#### Task requirements:
1. Answer these questions on the passage about luxury stocks and China's COVID easing:
(a) Which company's shares moved up the most, and to what figure?
(b) On what date did the fire in Urumqi happen?
(c) On what date did the fifth annual China International Import Expo end?
2. Carry the passage about luxury stocks and China's COVID easing forward from its last sentence.
Start of Extract
Last week, stock prices for luxury giants and fashion brands including Hermès, Burberry, Kering, Richemont, and LVMH all went up as China relaxed its COVID rules. LVMH’s shares jumped by 0.42%, Hermès rose by 1.21%, but the most significant was Richemont which moved up to 6.16%.
Chinese authorities announced the easing of COVID rules in the wake of nationwide anti-lockdown protests triggered by the deadly fire in Urumqi which killed at least 10 people and left 9 injured on 24 November. Included were major Chinese cities such as Beijing, Shanghai, Shenzhen, Chengdu, and Changsha, where COVID testing requirements for entering most public places was removed.
With China’s economy on the road to recovery, this has sent positive signals to global luxury companies since China has become the world’s second-largest luxury consumer market, which explains the massive boost to stocks.
Such confidence was seen during this year’s fifth annual China International Import Expo in Shanghai which ended on 10 November. Global luxury giants including LVMH, Burberry, Canada Goose, and Kering leveraged this international event to actively deliver their brand culture and showed their commitment to the market, despite a slowdown in growth over the last few months.
End of Extract
Start of Data extracts
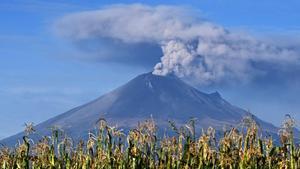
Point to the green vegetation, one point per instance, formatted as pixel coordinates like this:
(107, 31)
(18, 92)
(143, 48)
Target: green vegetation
(142, 148)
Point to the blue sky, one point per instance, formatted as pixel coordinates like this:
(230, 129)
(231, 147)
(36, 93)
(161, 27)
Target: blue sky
(41, 78)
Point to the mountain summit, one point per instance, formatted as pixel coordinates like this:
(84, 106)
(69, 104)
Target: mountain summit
(162, 97)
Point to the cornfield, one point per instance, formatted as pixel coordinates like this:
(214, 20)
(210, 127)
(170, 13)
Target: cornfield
(141, 148)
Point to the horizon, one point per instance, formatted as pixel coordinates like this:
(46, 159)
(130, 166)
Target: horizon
(50, 64)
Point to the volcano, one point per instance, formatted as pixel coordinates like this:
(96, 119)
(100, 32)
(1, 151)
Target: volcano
(163, 98)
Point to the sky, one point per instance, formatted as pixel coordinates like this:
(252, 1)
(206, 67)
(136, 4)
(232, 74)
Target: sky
(47, 67)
End of Data extracts
#### Results:
1.
(a) Richemont, which moved up to 6.16%.
(b) 24 November.
(c) 10 November.

2.
Since the COVID outbreak in Shanghai this March, China’s major players in the luxury sector were in despair. According to research by HSBC, Burberry saw a 40% reduction of sales in China, which is due partly to store closures in May 2022 with local lockdowns taking the blame.
The country’s endless COVID lockdowns have long been taking a toll on China’s wider economy, which was reflected in this year’s Double 11 online shopping festival. The world’s largest online shopping extravaganza did not reach the feverish growth as recorded in previous years. And for the first time, key e-commerce platforms such as Alibaba and JD.com kept quiet about their revenues.
All these findings paint a complex picture that consumers are displaying a conservative attitude to the economy and are more cautious about spending. While China is moving away from zero-COVID, with the fact that luxury goods have always been in high demand there, the outlook of the luxury conglomerates in China is hopeful.